* Exercise goal *
Print the records below verbatim, keeping every line unchanged.

* Point-based annotation data *
☆ ☆ ☆ ☆ ☆ ☆ ☆

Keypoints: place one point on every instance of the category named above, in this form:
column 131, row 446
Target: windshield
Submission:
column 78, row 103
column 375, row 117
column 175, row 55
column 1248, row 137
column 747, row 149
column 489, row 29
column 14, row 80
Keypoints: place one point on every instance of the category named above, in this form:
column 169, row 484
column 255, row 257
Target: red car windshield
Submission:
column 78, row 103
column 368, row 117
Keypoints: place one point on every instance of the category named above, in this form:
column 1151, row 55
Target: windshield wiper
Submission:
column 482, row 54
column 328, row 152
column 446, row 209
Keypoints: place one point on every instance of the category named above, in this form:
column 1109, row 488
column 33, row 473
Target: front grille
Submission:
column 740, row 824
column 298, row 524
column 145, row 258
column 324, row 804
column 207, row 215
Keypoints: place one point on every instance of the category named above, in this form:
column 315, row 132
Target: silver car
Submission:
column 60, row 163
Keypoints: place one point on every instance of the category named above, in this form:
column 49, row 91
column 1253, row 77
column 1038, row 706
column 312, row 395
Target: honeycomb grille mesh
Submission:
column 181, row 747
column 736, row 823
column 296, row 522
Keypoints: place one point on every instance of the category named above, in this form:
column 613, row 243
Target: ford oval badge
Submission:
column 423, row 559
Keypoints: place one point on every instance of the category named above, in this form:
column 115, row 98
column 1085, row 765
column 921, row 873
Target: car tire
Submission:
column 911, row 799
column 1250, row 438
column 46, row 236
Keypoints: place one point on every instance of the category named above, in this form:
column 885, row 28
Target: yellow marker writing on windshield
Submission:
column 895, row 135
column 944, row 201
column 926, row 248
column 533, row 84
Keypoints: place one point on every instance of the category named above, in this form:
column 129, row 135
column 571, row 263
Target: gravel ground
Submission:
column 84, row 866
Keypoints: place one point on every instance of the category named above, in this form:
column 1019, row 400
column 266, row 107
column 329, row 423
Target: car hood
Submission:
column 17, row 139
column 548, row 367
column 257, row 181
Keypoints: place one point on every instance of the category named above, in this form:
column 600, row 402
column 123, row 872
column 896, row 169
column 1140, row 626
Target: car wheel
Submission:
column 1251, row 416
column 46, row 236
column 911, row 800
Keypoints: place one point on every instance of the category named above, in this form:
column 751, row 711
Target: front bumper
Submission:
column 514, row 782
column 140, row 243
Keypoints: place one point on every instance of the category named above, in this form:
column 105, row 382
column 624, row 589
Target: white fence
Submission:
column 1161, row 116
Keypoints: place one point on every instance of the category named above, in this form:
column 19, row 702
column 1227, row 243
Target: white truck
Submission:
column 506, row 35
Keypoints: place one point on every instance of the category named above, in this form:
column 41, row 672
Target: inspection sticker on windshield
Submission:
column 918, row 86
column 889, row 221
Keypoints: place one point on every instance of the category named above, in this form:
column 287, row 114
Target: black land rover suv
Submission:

☆ ☆ ☆ ☆ ☆ ☆ ☆

* Exercise answer *
Keypoints: place one point on every instance of the category named above, in this form:
column 131, row 446
Target: windshield
Submission:
column 78, row 103
column 375, row 117
column 175, row 55
column 1248, row 137
column 747, row 149
column 489, row 29
column 14, row 80
Keypoints: place one point on every instance of the category named above, in this form:
column 169, row 484
column 255, row 257
Target: red car windshield
Submission:
column 78, row 103
column 368, row 117
Keypoints: place one point on every instance of the category named above, in this form:
column 1151, row 55
Target: windshield wiper
Submission:
column 482, row 54
column 328, row 152
column 446, row 209
Keypoints: place one point on every instance of the category named above, in this form:
column 1109, row 488
column 33, row 473
Target: front grille
Submission:
column 740, row 824
column 298, row 524
column 145, row 258
column 324, row 804
column 207, row 215
Keypoints: place one point on every instance of the category named above, in this form:
column 315, row 132
Target: silver car
Submission:
column 60, row 163
Keypoints: place one point on every instance of the category named above, in this form:
column 49, row 91
column 1253, row 77
column 1038, row 706
column 312, row 395
Target: honeycomb grille mesh
Submission:
column 181, row 747
column 736, row 823
column 296, row 522
Keypoints: place one point on every instance of the category named above, in this form:
column 613, row 243
Target: ford oval badge
Submission:
column 423, row 559
Keypoints: place one point on every instance of the category named above, in this form:
column 115, row 98
column 1085, row 765
column 921, row 873
Target: car tire
Submission:
column 911, row 799
column 1250, row 438
column 46, row 236
Keypoints: place one point on every instance of the category named above, in this form:
column 885, row 28
Target: yellow marker writing on windshield
Submission:
column 895, row 135
column 944, row 201
column 926, row 248
column 533, row 84
Keypoints: place one point on every instance of the category named above, in this form:
column 129, row 135
column 571, row 263
Target: gravel ground
Submission:
column 84, row 866
Keypoints: place one point on every instance of the category named above, in this form:
column 1019, row 400
column 266, row 107
column 329, row 423
Target: car hood
Submission:
column 17, row 139
column 548, row 367
column 257, row 181
Keypoints: place one point on every instance of the category named above, in this form:
column 600, row 402
column 123, row 872
column 896, row 169
column 1140, row 626
Target: car wheel
Submission:
column 1251, row 416
column 46, row 236
column 911, row 800
Keypoints: place one point on every instance of the category named above, in this form:
column 751, row 711
Target: front bumper
Submission:
column 514, row 782
column 140, row 243
Keypoints: place one point on every instance of the category named above, in this form:
column 105, row 382
column 624, row 589
Target: white fence
Submission:
column 1161, row 116
Keypoints: place one point on every instance of the category named above, in this form:
column 19, row 702
column 1227, row 243
Target: white truck
Submission:
column 506, row 35
Keypoints: place one point on every instance of the category named above, in this form:
column 41, row 672
Target: inspection sticker on windshield
Submission:
column 918, row 86
column 889, row 221
Keypoints: place one point on every instance of the category named above, in this form:
column 287, row 114
Target: black land rover suv
Submission:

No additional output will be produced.